• [Listed records]:
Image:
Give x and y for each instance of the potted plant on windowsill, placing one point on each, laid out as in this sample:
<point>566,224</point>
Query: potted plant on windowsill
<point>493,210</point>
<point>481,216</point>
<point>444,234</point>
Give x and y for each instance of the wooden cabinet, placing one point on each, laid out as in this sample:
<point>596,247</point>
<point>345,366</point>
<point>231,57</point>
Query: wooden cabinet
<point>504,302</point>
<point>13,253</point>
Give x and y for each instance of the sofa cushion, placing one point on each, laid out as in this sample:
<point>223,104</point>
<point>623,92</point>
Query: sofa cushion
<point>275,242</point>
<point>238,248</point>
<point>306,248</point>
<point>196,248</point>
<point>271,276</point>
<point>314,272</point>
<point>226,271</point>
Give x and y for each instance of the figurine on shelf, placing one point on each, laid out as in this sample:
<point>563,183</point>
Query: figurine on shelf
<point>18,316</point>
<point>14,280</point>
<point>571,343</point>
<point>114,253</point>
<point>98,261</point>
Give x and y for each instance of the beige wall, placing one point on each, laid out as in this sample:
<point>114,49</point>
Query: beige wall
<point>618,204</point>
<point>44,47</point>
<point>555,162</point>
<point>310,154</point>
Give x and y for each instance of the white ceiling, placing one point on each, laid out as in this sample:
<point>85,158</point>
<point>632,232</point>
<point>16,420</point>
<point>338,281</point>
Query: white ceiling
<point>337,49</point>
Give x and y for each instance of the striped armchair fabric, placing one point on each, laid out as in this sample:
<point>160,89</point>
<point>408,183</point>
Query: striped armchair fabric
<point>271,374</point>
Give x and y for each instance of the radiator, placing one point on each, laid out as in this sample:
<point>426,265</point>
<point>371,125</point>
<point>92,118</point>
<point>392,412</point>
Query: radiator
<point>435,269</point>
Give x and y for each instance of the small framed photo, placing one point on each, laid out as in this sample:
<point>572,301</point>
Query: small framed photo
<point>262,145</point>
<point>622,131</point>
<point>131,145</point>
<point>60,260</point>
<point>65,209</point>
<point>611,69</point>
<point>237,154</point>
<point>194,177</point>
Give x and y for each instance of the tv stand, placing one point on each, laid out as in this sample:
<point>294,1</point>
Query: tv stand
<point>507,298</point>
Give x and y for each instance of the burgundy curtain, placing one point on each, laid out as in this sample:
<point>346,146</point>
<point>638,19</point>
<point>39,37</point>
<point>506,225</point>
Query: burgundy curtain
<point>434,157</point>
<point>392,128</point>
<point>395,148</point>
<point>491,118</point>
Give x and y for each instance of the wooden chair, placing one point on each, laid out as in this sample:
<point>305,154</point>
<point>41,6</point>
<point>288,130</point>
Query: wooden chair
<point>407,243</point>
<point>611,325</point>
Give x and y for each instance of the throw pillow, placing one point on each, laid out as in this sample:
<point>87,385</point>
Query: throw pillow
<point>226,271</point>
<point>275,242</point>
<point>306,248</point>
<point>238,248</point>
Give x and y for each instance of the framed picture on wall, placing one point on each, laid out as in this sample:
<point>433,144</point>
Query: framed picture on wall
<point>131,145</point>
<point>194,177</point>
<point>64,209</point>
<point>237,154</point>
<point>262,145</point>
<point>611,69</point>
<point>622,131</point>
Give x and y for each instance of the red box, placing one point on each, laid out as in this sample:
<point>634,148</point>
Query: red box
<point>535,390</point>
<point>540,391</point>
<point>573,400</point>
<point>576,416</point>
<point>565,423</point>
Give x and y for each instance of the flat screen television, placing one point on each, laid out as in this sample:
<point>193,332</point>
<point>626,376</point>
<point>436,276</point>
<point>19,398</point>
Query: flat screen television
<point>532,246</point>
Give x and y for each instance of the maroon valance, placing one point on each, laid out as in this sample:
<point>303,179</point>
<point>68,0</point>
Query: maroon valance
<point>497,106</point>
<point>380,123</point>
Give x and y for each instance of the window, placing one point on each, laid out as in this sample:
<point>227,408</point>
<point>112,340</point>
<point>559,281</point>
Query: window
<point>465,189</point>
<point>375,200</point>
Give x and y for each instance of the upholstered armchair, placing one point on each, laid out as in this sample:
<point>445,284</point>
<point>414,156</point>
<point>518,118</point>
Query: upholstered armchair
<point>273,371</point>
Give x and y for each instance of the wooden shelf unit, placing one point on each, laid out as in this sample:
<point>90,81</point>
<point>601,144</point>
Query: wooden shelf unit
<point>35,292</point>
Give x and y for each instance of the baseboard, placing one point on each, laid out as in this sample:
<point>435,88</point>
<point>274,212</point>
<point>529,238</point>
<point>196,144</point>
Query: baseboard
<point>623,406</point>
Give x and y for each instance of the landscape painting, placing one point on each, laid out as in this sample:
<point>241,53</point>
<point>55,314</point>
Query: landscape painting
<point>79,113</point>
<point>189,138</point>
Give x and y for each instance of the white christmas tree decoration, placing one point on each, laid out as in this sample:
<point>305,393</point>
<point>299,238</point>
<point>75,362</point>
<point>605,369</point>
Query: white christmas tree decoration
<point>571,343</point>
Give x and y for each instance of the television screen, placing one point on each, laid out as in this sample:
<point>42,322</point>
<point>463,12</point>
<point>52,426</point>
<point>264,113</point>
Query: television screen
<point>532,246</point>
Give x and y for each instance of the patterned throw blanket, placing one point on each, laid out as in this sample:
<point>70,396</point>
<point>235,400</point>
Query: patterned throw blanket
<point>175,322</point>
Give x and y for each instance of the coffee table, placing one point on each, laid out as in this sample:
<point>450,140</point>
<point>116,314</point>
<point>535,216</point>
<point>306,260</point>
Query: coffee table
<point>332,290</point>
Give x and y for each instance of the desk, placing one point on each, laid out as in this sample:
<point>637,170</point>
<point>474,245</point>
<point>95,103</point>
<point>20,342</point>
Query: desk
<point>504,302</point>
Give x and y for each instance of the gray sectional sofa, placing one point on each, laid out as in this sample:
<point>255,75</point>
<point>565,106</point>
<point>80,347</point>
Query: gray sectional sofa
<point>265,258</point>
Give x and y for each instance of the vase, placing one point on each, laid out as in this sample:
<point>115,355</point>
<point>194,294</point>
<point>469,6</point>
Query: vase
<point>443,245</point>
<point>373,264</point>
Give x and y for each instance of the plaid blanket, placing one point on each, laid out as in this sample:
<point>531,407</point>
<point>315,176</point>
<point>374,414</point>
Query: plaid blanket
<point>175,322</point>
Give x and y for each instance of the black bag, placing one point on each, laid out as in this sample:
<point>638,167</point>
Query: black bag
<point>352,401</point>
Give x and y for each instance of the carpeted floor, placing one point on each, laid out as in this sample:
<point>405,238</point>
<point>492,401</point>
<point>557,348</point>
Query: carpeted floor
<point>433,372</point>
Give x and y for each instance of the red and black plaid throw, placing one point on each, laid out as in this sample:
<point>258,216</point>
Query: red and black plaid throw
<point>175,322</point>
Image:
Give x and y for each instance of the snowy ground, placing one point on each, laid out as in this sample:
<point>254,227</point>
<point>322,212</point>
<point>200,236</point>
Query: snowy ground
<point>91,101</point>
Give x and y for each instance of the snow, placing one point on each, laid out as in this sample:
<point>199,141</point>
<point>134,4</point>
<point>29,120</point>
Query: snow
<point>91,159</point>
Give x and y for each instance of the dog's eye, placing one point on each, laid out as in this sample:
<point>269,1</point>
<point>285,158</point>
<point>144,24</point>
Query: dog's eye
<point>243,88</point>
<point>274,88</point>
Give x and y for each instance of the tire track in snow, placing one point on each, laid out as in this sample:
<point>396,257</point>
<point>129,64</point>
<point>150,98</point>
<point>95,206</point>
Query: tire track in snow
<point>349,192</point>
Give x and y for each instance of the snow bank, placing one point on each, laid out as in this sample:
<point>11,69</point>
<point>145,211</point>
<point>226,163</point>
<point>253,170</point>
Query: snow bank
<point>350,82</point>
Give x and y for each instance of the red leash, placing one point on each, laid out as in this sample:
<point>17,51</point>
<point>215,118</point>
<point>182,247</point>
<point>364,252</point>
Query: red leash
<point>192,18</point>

• [Given problem]:
Reproduce the lines word for word, starting at the one holding "Give x and y for each instance of the snow, placing" and ending at the final line of the material above.

• [Reply]:
Give x and y for each instance of the snow, placing one point on each, laid out as in this sample:
<point>199,141</point>
<point>134,4</point>
<point>29,120</point>
Query: snow
<point>91,159</point>
Give x and y for each instance of the dog's eye, placing one point on each, laid out as in this sample:
<point>269,1</point>
<point>285,158</point>
<point>144,24</point>
Query: dog's eye
<point>243,88</point>
<point>274,88</point>
Give x and y for each instance of the tire track in snow, placing one point on each, laid out as in this sample:
<point>396,257</point>
<point>129,64</point>
<point>150,98</point>
<point>95,206</point>
Query: tire track in snow
<point>349,192</point>
Give x and y for each instance of the snow bank, placing one point on each, laid out as in this sample:
<point>11,69</point>
<point>145,211</point>
<point>226,163</point>
<point>253,170</point>
Query: snow bank
<point>350,82</point>
Give x and y for each instance of the red leash, placing one point on each, laid out as in this sample:
<point>17,51</point>
<point>215,118</point>
<point>182,247</point>
<point>364,252</point>
Query: red leash
<point>192,18</point>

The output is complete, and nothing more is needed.